Aim of the exercise: Convert the data below into a numbered list with one line per item, leaving out any blank lines.

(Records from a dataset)
• • • •

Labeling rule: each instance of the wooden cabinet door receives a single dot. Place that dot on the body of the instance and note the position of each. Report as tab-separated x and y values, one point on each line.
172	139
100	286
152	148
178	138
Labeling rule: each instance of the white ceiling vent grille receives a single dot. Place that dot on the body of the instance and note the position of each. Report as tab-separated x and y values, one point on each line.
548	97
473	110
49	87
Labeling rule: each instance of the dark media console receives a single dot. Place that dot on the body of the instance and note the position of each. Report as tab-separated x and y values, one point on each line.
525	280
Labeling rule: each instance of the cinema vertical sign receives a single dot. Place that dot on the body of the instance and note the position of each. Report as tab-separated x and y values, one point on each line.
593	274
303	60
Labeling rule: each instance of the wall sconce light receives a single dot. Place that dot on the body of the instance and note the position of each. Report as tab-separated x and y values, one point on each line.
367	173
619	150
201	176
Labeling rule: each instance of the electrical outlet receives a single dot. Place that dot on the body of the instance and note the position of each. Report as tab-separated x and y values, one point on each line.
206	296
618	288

• • • •

Exercise solution:
1. Labeling rule: each instance of the wooden cabinet door receives a single dot. Place that dot on the body of the instance and note the position of each. Report as tab-separated x and y values, one point on each line.
2. 172	139
3. 100	286
4. 152	148
5. 178	138
6. Labeling rule: each instance of the white ceiling vent grille receives a single dot. Place that dot on the body of the instance and note the position of each. Report as tab-separated x and y values, one point on each line.
7. 548	97
8. 473	110
9. 49	87
10. Labeling rule: each instance of the dark media console receives a single dot. Place that dot on the body of the instance and note the position of each. Report as tab-separated x and y values, one point on each line.
11. 525	280
12. Labeling rule: each instance of the cinema vertical sign receives a single dot. Place that dot on the body of the instance and note the position of each. Report as tab-separated x and y values, one point on each line.
13. 593	274
14. 303	60
15. Labeling rule: each instance of the wall sconce light receives a single dot. Place that dot on the body of the instance and note the position of each. Report as tab-separated x and y values, one point on each line.
16. 367	173
17. 619	150
18. 201	176
19. Labeling rule: each instance of the electrical outlet receives a single dot. Place that dot on the body of the instance and note the position of each. Report as tab-separated x and y values, one point on each line.
20. 206	296
21. 618	288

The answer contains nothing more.